··· PASSAGE TO READ ···

The table provides a breakdown of crime incidents across two jurisdictions in Colchester: the local police and the British Transport Police (BTP Force). It highlights that the majority of crimes, especially violent crimes, are predominantly managed by the local police, with 2,625 incidents compared to only eight under the BTP. This indicates that 99.7% of violent crime cases fall under local police jurisdiction, illustrating their broader scope compared to the BTP, which focuses more on transport-related environments. Other significant categories such as anti-social behaviour and public order also show a major discrepancy, emphasizing the specialized nature of the BTP’s responsibilities.

Data Visualisation

# Bar plot for category
catogery_dist_bar_plot <- ggplot(crime_data, aes(x = category)) +
  geom_bar(fill = "grey", color = "black", alpha = 1.5) +  
  labs(title = "Category Distribution", x = "Category", y = "Count")+
  theme(axis.text.x = element_text(angle = 45 , hjust = 1))  

catogery_dist_bar_plot # prints the bar-plot

The bar chart offers a comprehensive snapshot of crime data, where violent incidents notably dominate, surpassing all other categories. While less frequent, occurrences of anti-social behavior and vehicle theft are still evident. In contrast, robbery and theft from individuals register as the least common incidents. This visualization effectively summarize the crime landscape, providing valuable insights to guide law enforcement resource allocation toward addressing the most significant challenges.

···

#### WHAT YOU ARE ASKED TO DO:
Please list every R function that is called in the code within the passage on Colchester crime data.

··· DATA LISTING ···

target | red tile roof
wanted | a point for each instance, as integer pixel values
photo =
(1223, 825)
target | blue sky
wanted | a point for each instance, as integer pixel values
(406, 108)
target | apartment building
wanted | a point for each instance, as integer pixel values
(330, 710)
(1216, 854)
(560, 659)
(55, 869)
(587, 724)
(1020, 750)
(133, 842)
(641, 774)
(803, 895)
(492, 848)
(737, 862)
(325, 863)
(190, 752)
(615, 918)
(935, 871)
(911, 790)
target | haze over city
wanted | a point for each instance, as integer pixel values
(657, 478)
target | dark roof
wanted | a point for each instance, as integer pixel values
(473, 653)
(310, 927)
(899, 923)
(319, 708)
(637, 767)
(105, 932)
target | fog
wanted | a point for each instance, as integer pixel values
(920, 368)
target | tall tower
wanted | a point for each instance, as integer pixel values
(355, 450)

···

#### TASK SOLUTION:
ggplot, aes, geom_bar, labs, theme, element_text